- [Work required]
Nothing should differ. Repeat every record as written.

┏━━

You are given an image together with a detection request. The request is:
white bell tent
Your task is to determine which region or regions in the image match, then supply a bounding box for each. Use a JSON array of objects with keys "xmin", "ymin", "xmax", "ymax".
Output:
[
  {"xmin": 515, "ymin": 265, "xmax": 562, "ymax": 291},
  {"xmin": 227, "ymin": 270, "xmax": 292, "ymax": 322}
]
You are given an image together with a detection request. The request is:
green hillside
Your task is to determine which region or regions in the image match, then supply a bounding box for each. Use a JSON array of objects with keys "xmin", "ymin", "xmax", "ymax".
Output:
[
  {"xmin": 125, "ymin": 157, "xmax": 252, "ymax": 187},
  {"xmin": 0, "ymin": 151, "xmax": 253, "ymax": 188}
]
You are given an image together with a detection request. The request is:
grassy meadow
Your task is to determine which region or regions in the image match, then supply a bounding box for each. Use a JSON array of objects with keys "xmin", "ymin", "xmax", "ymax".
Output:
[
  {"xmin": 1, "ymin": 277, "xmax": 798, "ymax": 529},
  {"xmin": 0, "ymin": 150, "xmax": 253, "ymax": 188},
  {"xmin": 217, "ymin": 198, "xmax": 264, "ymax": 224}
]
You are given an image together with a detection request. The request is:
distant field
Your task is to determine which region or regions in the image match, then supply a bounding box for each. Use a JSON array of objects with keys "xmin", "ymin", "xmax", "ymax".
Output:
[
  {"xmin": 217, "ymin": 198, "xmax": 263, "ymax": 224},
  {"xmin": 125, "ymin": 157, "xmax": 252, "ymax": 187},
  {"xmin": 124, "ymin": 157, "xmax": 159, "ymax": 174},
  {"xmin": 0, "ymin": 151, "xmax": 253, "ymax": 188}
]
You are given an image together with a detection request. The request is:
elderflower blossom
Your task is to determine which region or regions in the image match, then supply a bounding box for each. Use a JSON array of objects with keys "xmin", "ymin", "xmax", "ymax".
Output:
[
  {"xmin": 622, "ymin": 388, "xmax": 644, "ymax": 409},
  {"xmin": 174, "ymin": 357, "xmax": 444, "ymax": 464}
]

┗━━

- [Your solution]
You are given an image together with a detection request. The request is:
white bell tent
Your task is to determine which region or regions in the image match, then supply a bounding box for each. Use a JSON array of objects with keys "xmin", "ymin", "xmax", "ymax".
Output:
[
  {"xmin": 515, "ymin": 265, "xmax": 562, "ymax": 291},
  {"xmin": 227, "ymin": 270, "xmax": 292, "ymax": 322}
]
You are given an image together with a detection request. The request is:
green hillside
Your task is to determine which region or regions in the image match, then supply a bounding box for each. Use a JSON array of objects with keys "xmin", "ymin", "xmax", "ymax".
Output:
[
  {"xmin": 125, "ymin": 157, "xmax": 252, "ymax": 187},
  {"xmin": 0, "ymin": 151, "xmax": 253, "ymax": 188}
]
You are given an image together with a detection request. The request is:
grassy meadow
Your task is to determine which region or regions in the image match, then supply a bounding box for each. Use a JSON array of objects with keys "xmin", "ymin", "xmax", "ymax".
Output:
[
  {"xmin": 1, "ymin": 277, "xmax": 798, "ymax": 529},
  {"xmin": 0, "ymin": 150, "xmax": 253, "ymax": 188},
  {"xmin": 217, "ymin": 198, "xmax": 264, "ymax": 224}
]
You are given an image together with a detection request. The request is:
distant field
Your task is to determine which region or regions in the image match, then supply a bounding box for each. Use a JSON array of objects with keys "xmin", "ymin", "xmax", "ymax".
Output:
[
  {"xmin": 217, "ymin": 198, "xmax": 263, "ymax": 224},
  {"xmin": 125, "ymin": 157, "xmax": 252, "ymax": 187},
  {"xmin": 124, "ymin": 157, "xmax": 159, "ymax": 174},
  {"xmin": 0, "ymin": 151, "xmax": 253, "ymax": 188}
]
You are given an image together with a detection request. The request is:
elderflower blossom
Your task is to determine which region or regions in the image match, then supply a bounding box for each. Use a JSON array of objects with keys "xmin", "ymin", "xmax", "ymax".
Output:
[
  {"xmin": 622, "ymin": 388, "xmax": 644, "ymax": 409},
  {"xmin": 174, "ymin": 357, "xmax": 444, "ymax": 464}
]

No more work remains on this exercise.